*EXERCISE REQUIREMENTS*
Give all of the data below as a JSON list of strings, with one string per line and no blank lines. Leave the pictures out.

*** RECORDS

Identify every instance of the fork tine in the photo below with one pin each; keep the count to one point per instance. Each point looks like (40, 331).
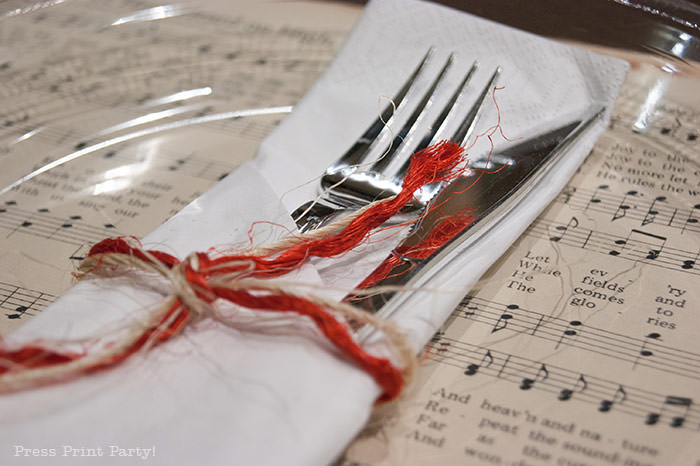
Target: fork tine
(437, 127)
(404, 135)
(469, 123)
(364, 143)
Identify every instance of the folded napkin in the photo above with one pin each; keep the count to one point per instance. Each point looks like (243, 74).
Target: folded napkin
(270, 391)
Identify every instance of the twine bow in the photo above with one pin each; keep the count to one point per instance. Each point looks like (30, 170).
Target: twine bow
(246, 280)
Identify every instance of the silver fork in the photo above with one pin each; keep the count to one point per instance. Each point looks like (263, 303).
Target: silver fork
(345, 186)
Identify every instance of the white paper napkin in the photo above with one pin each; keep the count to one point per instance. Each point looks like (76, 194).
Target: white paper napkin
(274, 392)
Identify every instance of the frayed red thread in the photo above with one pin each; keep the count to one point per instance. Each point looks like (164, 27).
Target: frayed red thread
(433, 164)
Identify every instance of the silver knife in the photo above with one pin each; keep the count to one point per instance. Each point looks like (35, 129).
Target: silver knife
(490, 198)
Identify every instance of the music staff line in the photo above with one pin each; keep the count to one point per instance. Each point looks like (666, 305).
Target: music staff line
(565, 384)
(638, 246)
(16, 301)
(647, 352)
(69, 230)
(633, 207)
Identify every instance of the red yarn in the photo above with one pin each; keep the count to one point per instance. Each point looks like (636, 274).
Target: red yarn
(436, 163)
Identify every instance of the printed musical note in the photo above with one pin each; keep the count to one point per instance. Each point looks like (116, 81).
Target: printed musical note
(566, 393)
(567, 384)
(573, 223)
(624, 206)
(619, 396)
(657, 211)
(689, 264)
(18, 302)
(502, 322)
(692, 219)
(651, 214)
(569, 331)
(595, 199)
(676, 420)
(576, 335)
(542, 374)
(644, 351)
(474, 368)
(640, 238)
(43, 224)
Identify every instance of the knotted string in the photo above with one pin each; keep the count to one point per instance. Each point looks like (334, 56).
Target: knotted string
(247, 280)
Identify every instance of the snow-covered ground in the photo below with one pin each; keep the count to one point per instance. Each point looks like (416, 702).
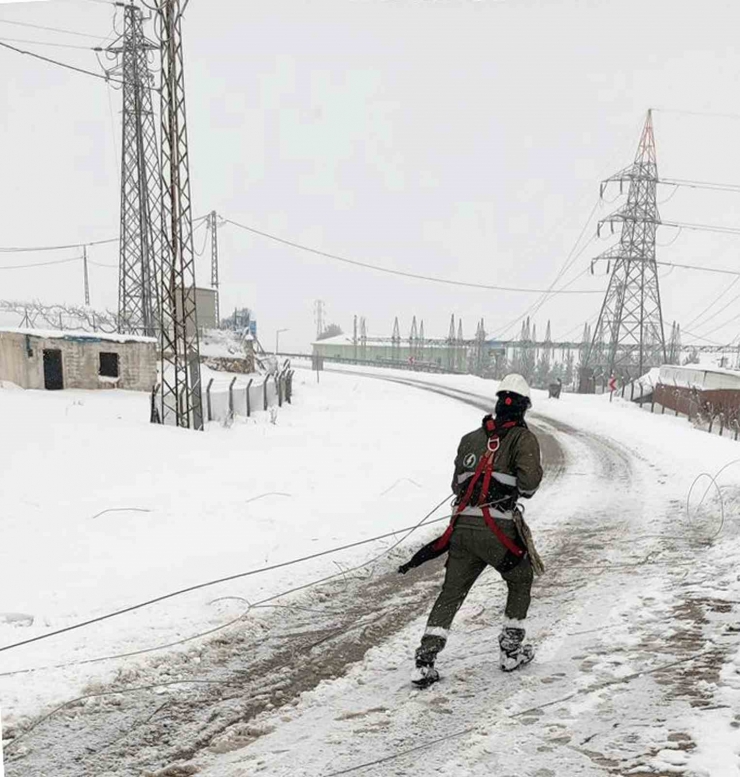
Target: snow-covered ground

******

*FULL RESPONSE*
[
  "Identify every instance of the fork tine in the photo below with one pin each; keep the count to one point per instance. Each point looks like (40, 331).",
  "Target: fork tine",
  "(437, 127)",
  "(404, 135)",
  "(469, 123)",
  "(364, 143)",
  "Identify every instance of the folded napkin in the photo above with one pin each; keep the count to one point per instance. Each point looks like (243, 74).",
  "Target: folded napkin",
  "(270, 391)",
  "Identify every instance of the twine bow in the photo above with one pin each; keep the count to one point per instance. Each point looks like (30, 170).",
  "Target: twine bow",
  "(246, 280)",
  "Identify every instance of the silver fork in the photo above with one pin each; keep the count to one point per instance. Each point looks like (263, 303).",
  "Target: silver fork",
  "(345, 186)",
  "Identify every instance of the white paper napkin in the photo above with one pin each; keep the count to one point per instance. Each point looks like (76, 194).",
  "Target: white paper napkin",
  "(274, 392)",
  "Identify every instance of the frayed red thread in the photo above with one pin each; keep the count to one point per instance. Each point looks like (164, 27).",
  "Target: frayed red thread",
  "(433, 164)",
  "Identify every instance of the silver knife in the photo above with one pin each; keep the count to one point per instance. Each point looks like (35, 129).",
  "Target: silver knife",
  "(490, 198)",
  "Identify every instance of the music staff line in the photo above with one pin each; keep the count to one point per instance. Each point looks like (666, 305).",
  "Target: music staff line",
  "(565, 384)",
  "(638, 246)",
  "(16, 301)",
  "(647, 352)",
  "(69, 230)",
  "(633, 207)",
  "Identify every instance of the red yarn in the photo above with one pin each; keep the count to one point per instance. Each point looks like (636, 274).",
  "Target: red yarn",
  "(436, 163)",
  "Identify every instance of the printed musical note in the photo above with one pin each; keep the count to one point per instance. Each point looks like (116, 81).",
  "Target: printed musical note",
  "(566, 393)",
  "(567, 384)",
  "(573, 223)",
  "(624, 206)",
  "(619, 396)",
  "(657, 211)",
  "(689, 264)",
  "(18, 302)",
  "(502, 322)",
  "(692, 219)",
  "(651, 214)",
  "(569, 331)",
  "(595, 199)",
  "(676, 420)",
  "(576, 335)",
  "(542, 374)",
  "(644, 351)",
  "(474, 368)",
  "(640, 238)",
  "(43, 224)",
  "Identify every instance of the knotted string in the photo above with one pin each; keep the count to one point per instance. Each point looks like (334, 56).",
  "Target: knotted string",
  "(247, 280)",
  "Identify every instance of the snow-covered ground in the photo below with one pin each; keep the count to one point per instance. Each point looks like (416, 702).",
  "Target: snow-covered ground"
]